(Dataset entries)
· · ·

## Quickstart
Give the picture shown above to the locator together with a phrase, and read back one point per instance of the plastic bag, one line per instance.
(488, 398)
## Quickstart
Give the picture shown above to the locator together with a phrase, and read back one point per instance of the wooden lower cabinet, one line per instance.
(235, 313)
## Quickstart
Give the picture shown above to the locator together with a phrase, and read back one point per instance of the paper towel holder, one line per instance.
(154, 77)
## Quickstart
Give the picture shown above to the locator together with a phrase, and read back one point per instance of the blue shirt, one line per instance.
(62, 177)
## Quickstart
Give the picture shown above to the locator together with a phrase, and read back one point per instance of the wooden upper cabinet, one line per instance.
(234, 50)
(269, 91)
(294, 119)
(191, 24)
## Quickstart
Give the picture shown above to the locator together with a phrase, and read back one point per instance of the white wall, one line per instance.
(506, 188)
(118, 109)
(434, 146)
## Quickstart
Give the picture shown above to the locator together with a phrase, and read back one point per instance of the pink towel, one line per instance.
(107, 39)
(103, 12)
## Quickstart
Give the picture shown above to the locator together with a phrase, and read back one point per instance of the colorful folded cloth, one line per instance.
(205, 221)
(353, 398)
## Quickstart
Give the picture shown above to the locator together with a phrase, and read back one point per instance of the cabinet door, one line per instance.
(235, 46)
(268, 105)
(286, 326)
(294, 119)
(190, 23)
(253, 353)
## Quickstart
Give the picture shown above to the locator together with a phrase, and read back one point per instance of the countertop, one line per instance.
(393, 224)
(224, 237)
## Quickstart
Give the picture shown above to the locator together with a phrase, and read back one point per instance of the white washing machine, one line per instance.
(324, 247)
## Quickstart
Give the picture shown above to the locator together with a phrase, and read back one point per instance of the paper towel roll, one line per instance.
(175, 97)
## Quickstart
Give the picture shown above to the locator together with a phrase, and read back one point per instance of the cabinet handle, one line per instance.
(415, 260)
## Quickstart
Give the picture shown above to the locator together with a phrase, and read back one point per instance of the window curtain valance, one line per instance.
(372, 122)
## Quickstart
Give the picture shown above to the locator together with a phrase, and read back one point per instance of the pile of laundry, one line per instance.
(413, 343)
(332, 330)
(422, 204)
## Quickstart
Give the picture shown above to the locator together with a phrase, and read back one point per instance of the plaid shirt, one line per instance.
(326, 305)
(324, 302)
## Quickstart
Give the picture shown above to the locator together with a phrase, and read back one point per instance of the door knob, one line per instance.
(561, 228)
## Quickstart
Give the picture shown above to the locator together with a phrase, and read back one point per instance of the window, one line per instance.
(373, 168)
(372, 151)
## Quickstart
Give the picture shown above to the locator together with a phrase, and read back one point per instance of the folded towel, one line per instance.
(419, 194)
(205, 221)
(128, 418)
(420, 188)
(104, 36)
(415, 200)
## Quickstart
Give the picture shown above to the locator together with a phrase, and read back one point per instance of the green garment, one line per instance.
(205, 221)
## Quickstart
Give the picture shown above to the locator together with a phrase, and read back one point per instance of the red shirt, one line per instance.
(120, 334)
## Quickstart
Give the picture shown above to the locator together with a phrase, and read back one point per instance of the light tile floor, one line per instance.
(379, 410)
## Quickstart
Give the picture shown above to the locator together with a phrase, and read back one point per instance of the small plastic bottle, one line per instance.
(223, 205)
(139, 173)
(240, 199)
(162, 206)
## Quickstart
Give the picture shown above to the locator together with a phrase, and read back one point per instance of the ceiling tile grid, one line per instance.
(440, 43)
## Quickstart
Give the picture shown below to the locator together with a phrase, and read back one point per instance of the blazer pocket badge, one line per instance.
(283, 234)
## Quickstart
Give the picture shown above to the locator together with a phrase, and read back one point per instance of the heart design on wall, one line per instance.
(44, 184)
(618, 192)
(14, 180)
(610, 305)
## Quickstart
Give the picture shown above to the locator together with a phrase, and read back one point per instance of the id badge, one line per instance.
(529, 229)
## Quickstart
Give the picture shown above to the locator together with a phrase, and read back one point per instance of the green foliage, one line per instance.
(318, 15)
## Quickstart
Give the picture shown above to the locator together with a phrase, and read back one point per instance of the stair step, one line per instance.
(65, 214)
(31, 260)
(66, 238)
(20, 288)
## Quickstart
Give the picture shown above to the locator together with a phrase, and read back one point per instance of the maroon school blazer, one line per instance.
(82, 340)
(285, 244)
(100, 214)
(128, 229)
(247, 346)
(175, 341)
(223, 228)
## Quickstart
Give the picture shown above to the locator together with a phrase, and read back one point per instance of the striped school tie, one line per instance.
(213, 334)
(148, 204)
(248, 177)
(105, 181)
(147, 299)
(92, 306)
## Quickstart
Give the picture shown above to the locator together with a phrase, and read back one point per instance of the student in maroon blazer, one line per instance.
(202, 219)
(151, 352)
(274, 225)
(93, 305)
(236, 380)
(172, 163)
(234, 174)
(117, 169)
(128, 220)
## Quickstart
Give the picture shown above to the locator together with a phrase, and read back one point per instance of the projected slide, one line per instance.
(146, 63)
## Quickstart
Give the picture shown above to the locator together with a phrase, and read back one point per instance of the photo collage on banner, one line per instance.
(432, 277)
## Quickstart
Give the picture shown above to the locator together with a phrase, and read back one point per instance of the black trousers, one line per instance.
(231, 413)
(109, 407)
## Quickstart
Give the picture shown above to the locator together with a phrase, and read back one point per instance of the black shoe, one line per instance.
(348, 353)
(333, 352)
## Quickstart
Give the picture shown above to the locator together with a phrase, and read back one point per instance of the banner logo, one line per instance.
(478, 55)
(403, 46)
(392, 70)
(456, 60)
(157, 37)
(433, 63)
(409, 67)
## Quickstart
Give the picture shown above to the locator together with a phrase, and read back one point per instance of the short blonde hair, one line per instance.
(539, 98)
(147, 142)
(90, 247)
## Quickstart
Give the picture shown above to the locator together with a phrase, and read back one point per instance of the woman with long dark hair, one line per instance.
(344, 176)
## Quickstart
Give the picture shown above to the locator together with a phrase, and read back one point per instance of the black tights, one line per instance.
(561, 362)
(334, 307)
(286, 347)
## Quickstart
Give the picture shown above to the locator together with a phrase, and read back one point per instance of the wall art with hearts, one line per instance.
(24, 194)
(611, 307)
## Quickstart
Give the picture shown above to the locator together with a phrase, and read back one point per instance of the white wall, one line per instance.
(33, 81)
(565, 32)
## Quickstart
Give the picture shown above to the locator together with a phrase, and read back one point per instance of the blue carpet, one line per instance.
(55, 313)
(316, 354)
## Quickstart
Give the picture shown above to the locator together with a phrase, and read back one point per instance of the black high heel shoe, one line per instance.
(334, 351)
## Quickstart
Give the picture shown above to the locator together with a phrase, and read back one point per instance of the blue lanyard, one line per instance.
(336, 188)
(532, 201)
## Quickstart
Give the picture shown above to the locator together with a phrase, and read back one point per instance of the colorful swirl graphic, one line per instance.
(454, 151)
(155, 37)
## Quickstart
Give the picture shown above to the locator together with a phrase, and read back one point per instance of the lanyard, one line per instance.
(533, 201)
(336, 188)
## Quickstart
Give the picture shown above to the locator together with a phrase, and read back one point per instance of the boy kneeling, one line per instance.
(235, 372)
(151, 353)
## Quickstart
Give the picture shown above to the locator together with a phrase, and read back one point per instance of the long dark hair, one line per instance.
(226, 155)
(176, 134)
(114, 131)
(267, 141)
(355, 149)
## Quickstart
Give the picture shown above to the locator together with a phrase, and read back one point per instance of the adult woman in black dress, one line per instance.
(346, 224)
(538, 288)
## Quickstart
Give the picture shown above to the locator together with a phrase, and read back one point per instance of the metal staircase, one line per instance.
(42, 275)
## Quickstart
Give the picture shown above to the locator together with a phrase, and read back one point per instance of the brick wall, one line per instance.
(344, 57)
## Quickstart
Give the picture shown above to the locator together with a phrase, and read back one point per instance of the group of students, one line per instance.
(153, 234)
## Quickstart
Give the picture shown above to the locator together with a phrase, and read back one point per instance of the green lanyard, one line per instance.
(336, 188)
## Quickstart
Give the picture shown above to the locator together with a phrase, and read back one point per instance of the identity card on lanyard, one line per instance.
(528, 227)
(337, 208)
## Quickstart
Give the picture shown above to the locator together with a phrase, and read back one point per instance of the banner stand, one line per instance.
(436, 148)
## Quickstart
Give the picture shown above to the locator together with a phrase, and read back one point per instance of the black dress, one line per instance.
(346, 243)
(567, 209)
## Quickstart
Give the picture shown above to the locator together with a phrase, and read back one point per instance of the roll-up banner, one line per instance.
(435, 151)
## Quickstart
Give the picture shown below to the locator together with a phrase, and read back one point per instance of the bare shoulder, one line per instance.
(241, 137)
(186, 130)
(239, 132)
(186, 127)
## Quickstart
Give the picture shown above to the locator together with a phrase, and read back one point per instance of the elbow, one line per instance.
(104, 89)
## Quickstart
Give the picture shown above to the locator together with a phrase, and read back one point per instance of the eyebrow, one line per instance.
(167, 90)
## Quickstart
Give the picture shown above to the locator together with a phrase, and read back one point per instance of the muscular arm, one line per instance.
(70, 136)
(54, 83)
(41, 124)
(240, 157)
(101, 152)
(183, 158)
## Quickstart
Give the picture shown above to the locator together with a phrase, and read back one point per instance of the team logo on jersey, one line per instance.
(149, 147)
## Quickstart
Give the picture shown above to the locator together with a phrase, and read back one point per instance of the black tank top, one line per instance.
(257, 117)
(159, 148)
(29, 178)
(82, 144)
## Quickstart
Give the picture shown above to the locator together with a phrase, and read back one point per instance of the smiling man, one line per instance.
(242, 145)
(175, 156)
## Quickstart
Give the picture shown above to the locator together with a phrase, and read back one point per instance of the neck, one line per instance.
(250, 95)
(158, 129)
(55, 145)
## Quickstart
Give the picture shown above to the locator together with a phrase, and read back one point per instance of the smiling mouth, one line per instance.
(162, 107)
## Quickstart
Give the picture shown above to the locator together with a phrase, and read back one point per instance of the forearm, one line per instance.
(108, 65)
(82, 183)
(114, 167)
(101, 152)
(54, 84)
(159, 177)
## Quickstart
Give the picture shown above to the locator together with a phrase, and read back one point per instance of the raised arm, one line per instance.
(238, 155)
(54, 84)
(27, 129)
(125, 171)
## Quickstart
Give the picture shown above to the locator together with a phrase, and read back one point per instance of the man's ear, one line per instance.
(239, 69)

· · ·

EXERCISE:
All lines from the one with "man, one line per instance." to the end of the records must be set down exactly. Skip every line before it.

SOLUTION TO THIS PROBLEM:
Give the picture shown above to the locator together with a phrase, and read back one point per instance of the smiling man, one line per instance.
(242, 145)
(175, 156)
## Quickstart
Give the picture shown above to the locator together with a phrase, and read back one point per instance of the neck, one line per instance.
(250, 95)
(158, 129)
(55, 145)
## Quickstart
Give the picture shown above to the locator together with a phrase, and read back one point per instance of the smiling mouth, one line per instance.
(162, 107)
## Quickstart
Give the picture shown above to the locator together with a phrase, and read back one point per instance of the forearm, one line per instance.
(108, 65)
(82, 183)
(114, 167)
(101, 152)
(54, 84)
(159, 177)
## Quickstart
Give the picture shown above to the locator together with a phrase, and read back one point per instance of the raised arm, one line per instance.
(238, 155)
(54, 84)
(27, 129)
(125, 171)
## Quickstart
Give the picture shown above to the locator together with a phrase, and read back one point per instance of the man's ear, one line per instance.
(239, 69)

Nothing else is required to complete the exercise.